▶ _Stated goal a_: Please list every actor named in the film review below.

▶ _Excerpted passage_:
____________

The element that Silence of the Lambs carried with it was stealthily gripping psychological horror. It hung with you in every closed breath you would take, surrounding you and blanketing your mind. I mean, there aren’t many serial killer movies that win a slew of Oscars. Lambs excelled at psychological horror, but with Hannibal the horror turns into a slasher film more or less. What Lambs held back and left us terrified, Hannibal joyfully bathes in excess and gore.
Julianne Moore, a competent actress, takes over from the ditching Jodie Foster to fill the shoes of FBI agent Clarice Starling. Throughout the picture you know she’s trying her damndest to get that Foster backwoods drawl she used on the original down. The problem for poor Moore though is that her character spends half of the film in the FBI basement being ogled by higher-up Ray Liotta. She doesn’t even meet Hannibal Lector until 3/4 through. Then again, the title of the film isn’t Starling.
Anthony Hopkins returns back to the devil in the flesh and seems to have a grand old time de-boweling everyone. Lector worked in Lambs because he was caged up, like a wild animal not meant for four glass walls, and you never knew what would happen. He’d get in your head and he would know what to do with your grey matter – not that he doesn’t have a culinary degree in that department in this film. Lector on the loose is no better than a man with a chainsaw and a hockey mask, though he has a better knowledge of Dante and Florentine romantic literature. Lector worked bottled up, staring at you with dead unblinking calm. He doesn’t work saying goofy “goody-goody” lines and popping out of the shadows.

____________

▶ _Stated goal b_: Count the lines of the entries below that contain the word "instance", with case counting, and give only the number.

▶ _Working data_:
____________

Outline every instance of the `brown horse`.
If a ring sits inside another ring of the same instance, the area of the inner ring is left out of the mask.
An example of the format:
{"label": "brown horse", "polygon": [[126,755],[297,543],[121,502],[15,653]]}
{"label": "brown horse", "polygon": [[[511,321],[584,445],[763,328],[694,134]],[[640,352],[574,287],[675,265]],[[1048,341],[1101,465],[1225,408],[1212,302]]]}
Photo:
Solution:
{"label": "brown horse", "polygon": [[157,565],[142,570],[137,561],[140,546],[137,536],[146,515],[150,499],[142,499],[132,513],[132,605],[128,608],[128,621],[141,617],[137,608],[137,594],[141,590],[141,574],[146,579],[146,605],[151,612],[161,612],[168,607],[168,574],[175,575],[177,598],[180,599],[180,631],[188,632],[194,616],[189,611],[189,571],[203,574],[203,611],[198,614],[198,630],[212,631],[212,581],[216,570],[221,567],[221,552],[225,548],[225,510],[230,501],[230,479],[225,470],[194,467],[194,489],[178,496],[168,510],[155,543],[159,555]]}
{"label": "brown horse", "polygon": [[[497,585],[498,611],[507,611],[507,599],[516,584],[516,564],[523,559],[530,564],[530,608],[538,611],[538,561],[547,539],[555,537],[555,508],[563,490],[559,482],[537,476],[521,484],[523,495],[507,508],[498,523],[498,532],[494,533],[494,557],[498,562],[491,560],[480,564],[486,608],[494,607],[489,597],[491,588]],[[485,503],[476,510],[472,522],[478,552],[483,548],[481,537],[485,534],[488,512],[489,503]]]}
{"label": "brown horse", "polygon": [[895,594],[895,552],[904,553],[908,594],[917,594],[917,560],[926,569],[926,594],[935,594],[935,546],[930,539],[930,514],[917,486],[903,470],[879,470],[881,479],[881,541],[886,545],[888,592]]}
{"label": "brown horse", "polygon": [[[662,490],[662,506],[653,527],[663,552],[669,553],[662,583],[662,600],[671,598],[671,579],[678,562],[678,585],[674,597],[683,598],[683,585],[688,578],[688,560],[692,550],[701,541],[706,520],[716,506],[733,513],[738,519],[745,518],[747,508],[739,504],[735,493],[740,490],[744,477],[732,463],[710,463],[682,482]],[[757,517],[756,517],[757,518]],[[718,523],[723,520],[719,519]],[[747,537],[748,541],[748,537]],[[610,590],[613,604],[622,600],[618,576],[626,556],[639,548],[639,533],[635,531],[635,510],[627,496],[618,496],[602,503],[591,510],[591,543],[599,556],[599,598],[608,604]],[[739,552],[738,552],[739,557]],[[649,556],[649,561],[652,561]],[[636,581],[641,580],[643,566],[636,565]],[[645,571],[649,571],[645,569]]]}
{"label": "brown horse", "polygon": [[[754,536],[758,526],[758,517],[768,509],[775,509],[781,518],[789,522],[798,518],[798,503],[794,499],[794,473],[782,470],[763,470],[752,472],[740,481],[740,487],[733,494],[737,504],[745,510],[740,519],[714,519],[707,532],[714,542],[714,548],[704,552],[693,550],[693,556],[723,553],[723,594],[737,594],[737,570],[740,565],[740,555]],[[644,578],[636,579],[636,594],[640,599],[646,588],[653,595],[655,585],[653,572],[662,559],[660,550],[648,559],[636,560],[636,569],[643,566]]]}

____________

▶ _Written solution a_: Julianne Moore, Jodie Foster, Ray Liotta, Anthony Hopkins

▶ _Written solution b_: 2